= AIM OF THE TASK =
Give back all of the material below word for word, with every line unchanged and in its original order.

= SOURCE MATERIAL =
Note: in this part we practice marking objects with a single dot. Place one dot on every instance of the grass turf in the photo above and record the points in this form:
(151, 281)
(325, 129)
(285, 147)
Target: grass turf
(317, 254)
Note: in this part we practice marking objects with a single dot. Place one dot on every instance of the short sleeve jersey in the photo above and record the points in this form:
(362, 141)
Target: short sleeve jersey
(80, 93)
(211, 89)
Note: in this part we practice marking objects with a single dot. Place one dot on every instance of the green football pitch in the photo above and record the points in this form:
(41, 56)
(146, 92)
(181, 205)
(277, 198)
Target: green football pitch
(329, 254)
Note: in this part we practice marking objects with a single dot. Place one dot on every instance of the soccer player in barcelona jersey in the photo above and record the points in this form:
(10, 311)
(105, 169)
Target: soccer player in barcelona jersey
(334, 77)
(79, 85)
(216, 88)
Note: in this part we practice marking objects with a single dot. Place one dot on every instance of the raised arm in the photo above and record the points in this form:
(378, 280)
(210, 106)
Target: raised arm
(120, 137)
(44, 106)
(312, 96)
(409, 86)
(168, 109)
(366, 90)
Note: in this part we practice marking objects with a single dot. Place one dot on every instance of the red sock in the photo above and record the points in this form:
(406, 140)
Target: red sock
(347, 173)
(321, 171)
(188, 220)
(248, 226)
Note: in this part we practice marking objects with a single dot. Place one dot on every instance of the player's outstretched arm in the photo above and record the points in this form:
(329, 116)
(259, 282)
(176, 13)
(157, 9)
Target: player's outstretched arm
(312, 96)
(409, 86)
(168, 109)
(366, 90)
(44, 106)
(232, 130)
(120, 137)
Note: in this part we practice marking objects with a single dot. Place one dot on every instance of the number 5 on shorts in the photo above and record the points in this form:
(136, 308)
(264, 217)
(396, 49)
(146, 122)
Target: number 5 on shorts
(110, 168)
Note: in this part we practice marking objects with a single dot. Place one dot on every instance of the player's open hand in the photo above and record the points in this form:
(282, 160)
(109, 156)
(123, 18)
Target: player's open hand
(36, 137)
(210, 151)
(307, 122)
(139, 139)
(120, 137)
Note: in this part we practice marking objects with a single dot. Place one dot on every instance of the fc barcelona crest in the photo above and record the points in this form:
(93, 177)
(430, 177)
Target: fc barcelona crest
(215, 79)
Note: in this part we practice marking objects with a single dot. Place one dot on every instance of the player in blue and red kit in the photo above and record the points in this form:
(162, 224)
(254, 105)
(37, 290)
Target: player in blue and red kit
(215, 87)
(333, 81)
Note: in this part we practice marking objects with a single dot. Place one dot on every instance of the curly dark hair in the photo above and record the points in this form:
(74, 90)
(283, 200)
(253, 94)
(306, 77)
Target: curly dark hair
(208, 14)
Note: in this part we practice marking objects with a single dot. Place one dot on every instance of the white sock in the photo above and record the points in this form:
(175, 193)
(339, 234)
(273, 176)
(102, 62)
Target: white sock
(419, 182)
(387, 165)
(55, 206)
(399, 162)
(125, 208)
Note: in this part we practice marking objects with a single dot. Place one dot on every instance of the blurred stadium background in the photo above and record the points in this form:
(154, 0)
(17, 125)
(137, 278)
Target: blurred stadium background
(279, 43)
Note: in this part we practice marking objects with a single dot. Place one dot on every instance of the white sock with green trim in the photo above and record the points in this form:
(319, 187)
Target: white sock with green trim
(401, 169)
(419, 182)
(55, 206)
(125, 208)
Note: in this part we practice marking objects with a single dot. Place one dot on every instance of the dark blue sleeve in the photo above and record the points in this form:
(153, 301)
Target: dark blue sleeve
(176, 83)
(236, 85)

= WRITTEN REPLY =
Note: in this part we practice marking objects with a single dot. Place one dot on every instance of the grass turf in the photo above and record the points in this form:
(151, 281)
(325, 129)
(285, 147)
Target: grass turf
(317, 254)
Note: in this part we practice marking objects with a single dot. Place one dot on every instance of the short sleeve jersey in the photo above and record the points in this form:
(362, 141)
Target: short sleeve jersey
(80, 93)
(211, 89)
Note: in this part we practice marking objects with a single dot. Place one dot on every instance of the green football pitch in the photo above and record the points in this form:
(41, 56)
(146, 92)
(181, 205)
(277, 198)
Target: green football pitch
(329, 254)
Note: in this part we practice marking objects with a single dot. Place one dot on every instance of the soccer player in barcelona jersey in the photo above and record the points in this form:
(10, 311)
(105, 169)
Target: soccer player in barcelona jersey
(334, 77)
(79, 85)
(216, 88)
Note: in this part we practice marking objects with a single dot. Place one dot on every instance of the raised arm in the photo above and record the points in this form:
(378, 280)
(210, 106)
Target: raised arm
(120, 137)
(44, 106)
(312, 96)
(409, 86)
(168, 109)
(366, 90)
Note: in this part we practice marking objects with a single dot. Place one dot on every instance of the red sock in the photo above and record the points in this form:
(406, 140)
Target: red sock
(347, 173)
(321, 171)
(188, 220)
(248, 226)
Note: in this part we practice marking objects with a single dot. Place one dot on every instance of the player's outstretched arm in the photo above and record the points in this form:
(329, 116)
(259, 282)
(176, 13)
(157, 9)
Target: player's outstretched arm
(312, 96)
(409, 86)
(168, 109)
(366, 90)
(44, 106)
(232, 130)
(120, 137)
Note: in this part we practice marking objects with a single dot. Place one dot on every instance of the number 5 on shorts in the photo above and record the points in this form:
(136, 308)
(264, 217)
(396, 49)
(146, 122)
Target: number 5 on shorts
(110, 168)
Note: in this part we practice marking objects with a single dot. Place one dot on every instance of the player's open hand in the photo above and record the points in this form:
(282, 160)
(109, 156)
(123, 18)
Target: player's open hand
(36, 137)
(210, 151)
(307, 122)
(139, 139)
(120, 137)
Note: in this part we practice marking objects with a single dot. Place one dot on every instance of the fc barcelona crest in the photo above and record the points in this form:
(93, 177)
(430, 177)
Target: fc barcelona crest
(215, 79)
Note: in this part we practice marking objects with a single dot. Place one dot on every instance of the player in blue and red kit in the photo above and record the points in this form:
(162, 224)
(254, 105)
(37, 290)
Target: player in blue and red kit
(215, 87)
(333, 81)
Note: in this part we practice marking objects with a single dot. Place one dot on every instance of the curly dark hair in the photo above and record the points in this form:
(74, 90)
(283, 200)
(253, 94)
(306, 77)
Target: curly dark hair
(208, 14)
Note: in this part we practice marking objects with a single dot. Place one dot on every instance of the white sock in the photo above and record the points in this form:
(175, 193)
(339, 234)
(273, 176)
(102, 62)
Target: white sock
(419, 182)
(387, 165)
(55, 206)
(399, 162)
(125, 208)
Note: in this part we practice marking objects with a single dot. Place one dot on every instance of the blurred stadium background in the photo above and record the points in this form:
(154, 0)
(17, 125)
(137, 278)
Target: blurred stadium background
(279, 43)
Note: in this part we practice marking objects with a single dot. Place one dot on every instance of the white sock with green trim in the photo above and record the points in this form:
(319, 187)
Target: white sock with green trim
(401, 169)
(419, 182)
(55, 206)
(125, 208)
Note: in this part we practice marking objects with a single dot. Place one dot on every instance of the dark blue sleeve in the photo above and record the points in this form:
(153, 301)
Target: dark blue sleeve
(176, 83)
(236, 85)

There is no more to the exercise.